> _Task brief_:
Set down exactly, from the records below, the line with "Target: sunglasses on face" through the line with "Every instance of the eyeglasses", and nothing else.

> _The data_:
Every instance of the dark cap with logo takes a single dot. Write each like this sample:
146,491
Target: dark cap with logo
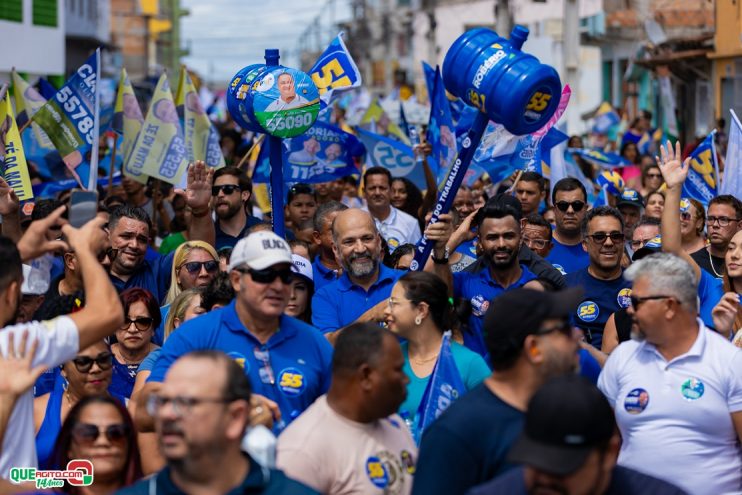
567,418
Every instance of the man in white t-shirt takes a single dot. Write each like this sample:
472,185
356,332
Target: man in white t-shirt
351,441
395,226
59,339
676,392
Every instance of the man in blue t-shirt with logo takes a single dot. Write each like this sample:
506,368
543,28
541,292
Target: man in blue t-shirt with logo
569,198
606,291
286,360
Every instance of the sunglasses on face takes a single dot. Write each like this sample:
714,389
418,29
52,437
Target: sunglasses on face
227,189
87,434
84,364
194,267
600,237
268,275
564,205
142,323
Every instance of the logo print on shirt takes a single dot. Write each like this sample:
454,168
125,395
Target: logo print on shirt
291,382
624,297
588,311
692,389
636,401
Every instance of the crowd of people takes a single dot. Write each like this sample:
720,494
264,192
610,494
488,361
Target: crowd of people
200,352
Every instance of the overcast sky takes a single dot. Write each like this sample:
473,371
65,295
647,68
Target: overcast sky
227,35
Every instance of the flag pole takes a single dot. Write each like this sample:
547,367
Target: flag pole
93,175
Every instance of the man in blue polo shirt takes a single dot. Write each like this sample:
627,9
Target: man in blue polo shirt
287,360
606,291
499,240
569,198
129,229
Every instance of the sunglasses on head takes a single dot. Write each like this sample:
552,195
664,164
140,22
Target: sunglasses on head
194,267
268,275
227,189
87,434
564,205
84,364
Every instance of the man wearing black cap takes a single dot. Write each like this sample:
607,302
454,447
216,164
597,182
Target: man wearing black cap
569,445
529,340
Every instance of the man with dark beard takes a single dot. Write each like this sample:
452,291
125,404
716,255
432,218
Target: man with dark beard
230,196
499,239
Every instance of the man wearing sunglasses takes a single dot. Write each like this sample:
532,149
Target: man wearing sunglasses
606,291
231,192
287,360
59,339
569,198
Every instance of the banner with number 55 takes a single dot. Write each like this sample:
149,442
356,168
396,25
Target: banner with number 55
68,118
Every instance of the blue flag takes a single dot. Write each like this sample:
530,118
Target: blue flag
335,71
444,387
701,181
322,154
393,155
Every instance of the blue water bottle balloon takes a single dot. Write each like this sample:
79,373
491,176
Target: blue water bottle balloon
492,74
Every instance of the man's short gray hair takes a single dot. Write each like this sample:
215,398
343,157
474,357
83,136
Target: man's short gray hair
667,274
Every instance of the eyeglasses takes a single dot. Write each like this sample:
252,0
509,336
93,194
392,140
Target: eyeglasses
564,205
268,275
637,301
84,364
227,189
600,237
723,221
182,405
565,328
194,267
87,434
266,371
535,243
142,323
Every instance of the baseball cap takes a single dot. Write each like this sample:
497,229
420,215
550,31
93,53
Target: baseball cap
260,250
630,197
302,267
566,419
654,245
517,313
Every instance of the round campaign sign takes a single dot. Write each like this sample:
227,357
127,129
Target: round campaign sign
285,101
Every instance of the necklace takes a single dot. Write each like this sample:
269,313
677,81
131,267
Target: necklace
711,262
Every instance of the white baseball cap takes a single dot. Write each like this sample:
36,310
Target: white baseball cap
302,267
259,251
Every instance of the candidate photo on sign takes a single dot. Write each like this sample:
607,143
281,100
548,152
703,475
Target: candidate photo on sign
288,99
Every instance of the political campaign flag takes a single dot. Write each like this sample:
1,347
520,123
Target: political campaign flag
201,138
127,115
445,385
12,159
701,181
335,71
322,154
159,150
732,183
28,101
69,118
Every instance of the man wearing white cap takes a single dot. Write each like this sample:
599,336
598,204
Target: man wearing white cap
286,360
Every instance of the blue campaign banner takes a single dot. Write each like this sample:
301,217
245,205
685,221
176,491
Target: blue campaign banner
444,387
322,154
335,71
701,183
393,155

...

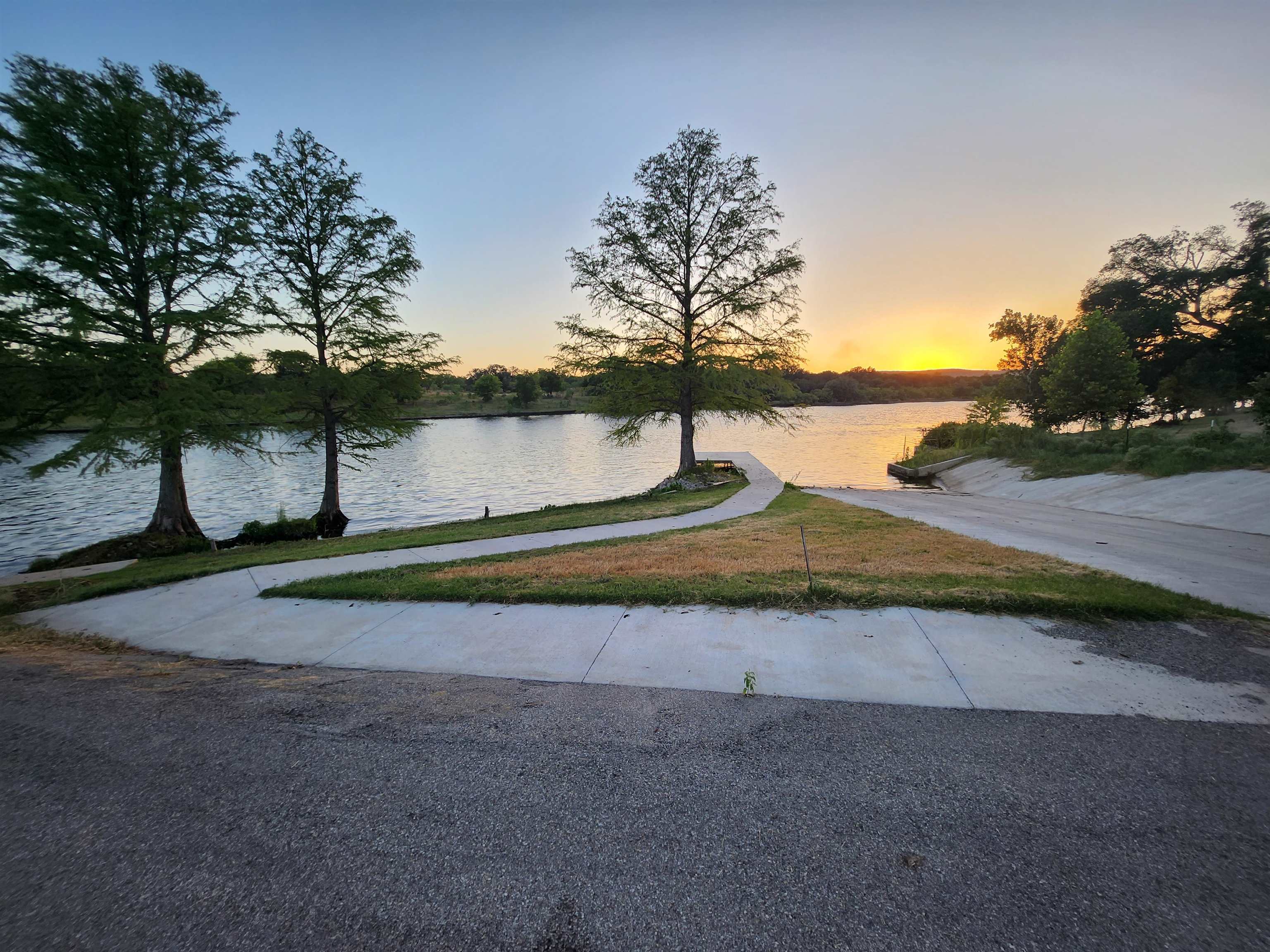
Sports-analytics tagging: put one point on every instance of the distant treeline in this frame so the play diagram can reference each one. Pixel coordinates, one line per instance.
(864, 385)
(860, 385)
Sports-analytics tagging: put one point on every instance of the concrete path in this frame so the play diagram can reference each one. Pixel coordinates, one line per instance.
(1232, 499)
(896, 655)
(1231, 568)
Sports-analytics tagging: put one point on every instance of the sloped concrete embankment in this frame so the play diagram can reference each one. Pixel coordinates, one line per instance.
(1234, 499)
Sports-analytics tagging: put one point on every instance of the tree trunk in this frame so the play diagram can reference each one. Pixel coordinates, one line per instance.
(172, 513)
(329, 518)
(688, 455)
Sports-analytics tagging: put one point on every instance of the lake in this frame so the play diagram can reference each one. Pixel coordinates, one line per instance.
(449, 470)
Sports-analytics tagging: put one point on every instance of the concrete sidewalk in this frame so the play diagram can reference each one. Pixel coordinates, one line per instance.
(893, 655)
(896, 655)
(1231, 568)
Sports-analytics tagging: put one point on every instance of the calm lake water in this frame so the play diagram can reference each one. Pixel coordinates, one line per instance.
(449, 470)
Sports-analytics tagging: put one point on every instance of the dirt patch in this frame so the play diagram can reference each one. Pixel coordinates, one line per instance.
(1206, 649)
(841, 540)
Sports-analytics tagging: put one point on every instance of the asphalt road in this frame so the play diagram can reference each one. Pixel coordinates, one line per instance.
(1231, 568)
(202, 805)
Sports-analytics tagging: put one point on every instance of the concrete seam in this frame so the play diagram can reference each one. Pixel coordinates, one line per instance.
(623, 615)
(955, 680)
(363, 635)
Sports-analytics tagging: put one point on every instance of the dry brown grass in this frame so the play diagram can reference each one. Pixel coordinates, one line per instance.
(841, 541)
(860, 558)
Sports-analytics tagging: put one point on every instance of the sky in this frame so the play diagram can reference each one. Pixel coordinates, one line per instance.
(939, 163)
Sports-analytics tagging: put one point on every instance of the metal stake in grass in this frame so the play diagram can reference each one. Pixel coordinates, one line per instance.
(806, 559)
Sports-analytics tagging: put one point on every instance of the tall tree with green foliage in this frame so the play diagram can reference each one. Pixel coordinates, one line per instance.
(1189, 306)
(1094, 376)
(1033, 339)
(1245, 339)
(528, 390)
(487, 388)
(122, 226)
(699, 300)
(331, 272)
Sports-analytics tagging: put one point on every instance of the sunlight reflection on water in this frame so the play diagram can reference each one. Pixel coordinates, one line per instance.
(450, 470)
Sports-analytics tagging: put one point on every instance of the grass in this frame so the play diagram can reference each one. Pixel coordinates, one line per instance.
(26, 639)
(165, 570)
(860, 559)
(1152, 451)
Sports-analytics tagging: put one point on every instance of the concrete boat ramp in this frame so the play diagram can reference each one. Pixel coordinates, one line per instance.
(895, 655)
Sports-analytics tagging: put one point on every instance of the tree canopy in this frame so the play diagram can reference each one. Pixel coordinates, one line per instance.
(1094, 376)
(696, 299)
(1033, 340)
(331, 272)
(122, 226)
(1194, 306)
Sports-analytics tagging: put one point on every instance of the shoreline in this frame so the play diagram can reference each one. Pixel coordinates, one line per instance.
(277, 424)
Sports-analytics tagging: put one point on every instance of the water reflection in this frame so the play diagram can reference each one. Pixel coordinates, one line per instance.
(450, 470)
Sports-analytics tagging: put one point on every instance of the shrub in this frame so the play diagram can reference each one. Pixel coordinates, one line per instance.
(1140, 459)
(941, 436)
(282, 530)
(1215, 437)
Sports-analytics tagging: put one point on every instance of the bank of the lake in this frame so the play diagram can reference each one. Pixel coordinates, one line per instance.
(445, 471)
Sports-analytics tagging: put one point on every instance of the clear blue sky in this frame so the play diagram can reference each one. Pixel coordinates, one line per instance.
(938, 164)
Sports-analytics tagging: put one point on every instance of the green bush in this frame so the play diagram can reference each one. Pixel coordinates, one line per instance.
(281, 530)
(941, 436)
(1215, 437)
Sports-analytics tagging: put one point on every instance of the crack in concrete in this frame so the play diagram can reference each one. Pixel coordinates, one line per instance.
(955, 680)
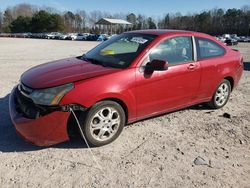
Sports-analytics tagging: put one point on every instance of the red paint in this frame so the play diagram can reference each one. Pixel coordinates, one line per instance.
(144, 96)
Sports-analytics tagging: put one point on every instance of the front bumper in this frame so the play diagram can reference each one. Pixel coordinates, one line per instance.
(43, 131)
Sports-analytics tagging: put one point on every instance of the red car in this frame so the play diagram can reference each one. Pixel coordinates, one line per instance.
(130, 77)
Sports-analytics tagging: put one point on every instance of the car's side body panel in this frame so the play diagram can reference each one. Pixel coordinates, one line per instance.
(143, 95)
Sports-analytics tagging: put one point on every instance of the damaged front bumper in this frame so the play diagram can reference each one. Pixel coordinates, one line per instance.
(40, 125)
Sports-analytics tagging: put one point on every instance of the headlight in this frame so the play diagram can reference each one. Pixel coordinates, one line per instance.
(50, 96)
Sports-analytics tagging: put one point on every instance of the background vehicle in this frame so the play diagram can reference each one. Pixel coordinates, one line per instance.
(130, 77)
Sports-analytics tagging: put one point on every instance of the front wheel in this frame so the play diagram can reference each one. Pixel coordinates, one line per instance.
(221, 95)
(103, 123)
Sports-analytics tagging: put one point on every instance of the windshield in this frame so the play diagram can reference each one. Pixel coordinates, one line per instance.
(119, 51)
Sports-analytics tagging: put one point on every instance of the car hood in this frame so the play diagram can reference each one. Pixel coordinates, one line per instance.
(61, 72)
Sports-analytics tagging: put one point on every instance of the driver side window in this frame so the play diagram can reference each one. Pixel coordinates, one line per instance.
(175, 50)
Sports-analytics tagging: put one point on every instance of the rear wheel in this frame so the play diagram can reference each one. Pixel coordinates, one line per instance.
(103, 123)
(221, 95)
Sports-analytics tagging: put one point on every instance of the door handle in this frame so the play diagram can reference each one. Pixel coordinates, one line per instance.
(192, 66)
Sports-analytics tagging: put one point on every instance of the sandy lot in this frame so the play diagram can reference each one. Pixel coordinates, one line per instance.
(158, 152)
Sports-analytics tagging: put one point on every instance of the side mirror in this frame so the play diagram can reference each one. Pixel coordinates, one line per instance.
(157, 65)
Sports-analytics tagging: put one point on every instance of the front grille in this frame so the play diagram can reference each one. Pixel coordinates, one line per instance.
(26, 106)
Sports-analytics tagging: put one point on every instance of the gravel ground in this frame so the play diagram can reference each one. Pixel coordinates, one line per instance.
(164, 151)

> _Written answer_:
Target: sunglasses on face
227,189
87,434
84,364
194,267
600,237
268,275
564,205
142,323
Every instance of the logo print on shirt takes a single dot. Write each like this sample:
454,168
125,395
Target: logo print on shirt
291,382
624,297
588,311
692,389
636,401
Every instance of the crowd of people takes a single dot. Write each like this sample:
720,494
264,192
610,494
488,361
Target: crowd of people
200,352
Every instance of the overcast sky takes a single dot. Write each like this sample:
473,371
65,295
647,68
Target: overcast sky
227,35
Every instance of the flag pole takes a single dot. Write each like this sample:
547,367
Target: flag pole
93,175
Every instance of the man in blue polo shirt takes a single dot. Write each like this sample:
627,9
Target: man in blue polo shirt
287,360
606,291
499,240
569,198
129,229
Every instance of the sunglasses on head takes a single dot. Write each like this sample:
552,195
664,164
140,22
Target: sunglasses on head
194,267
268,275
227,189
87,434
564,205
84,364
Every instance of the man wearing black cap takes a single dot. Write each like this sample:
607,302
454,447
216,164
597,182
Target: man wearing black cap
569,445
529,340
Every instance of the man with dark beard takes a single dot. Write each like this sample:
452,291
125,404
716,255
432,218
Target: man with dark beard
230,196
499,239
Every instance of the man wearing sunglasses takes a single dot. Write each like this sample:
532,149
Target: man wearing sunglasses
606,291
231,192
287,360
59,339
569,198
Every instance of the banner with number 55 takes a single dot. Write each like this sample:
149,442
356,168
396,25
Target: banner with number 55
68,118
Every instance of the blue flag takes a single dot. Write each like this sample:
530,118
Target: blue flag
335,71
444,387
701,181
322,154
393,155
Every instance of the blue water bottle balloon takes a single dot. Write each like this sample:
79,373
491,176
Target: blue water bottle balloon
492,74
Every instance of the man's short gray hair takes a single dot. Write each like this sample:
215,398
343,157
474,357
83,136
Target: man's short gray hair
667,274
Every instance of the eyeglasses takes a single dot. Write each like this sample:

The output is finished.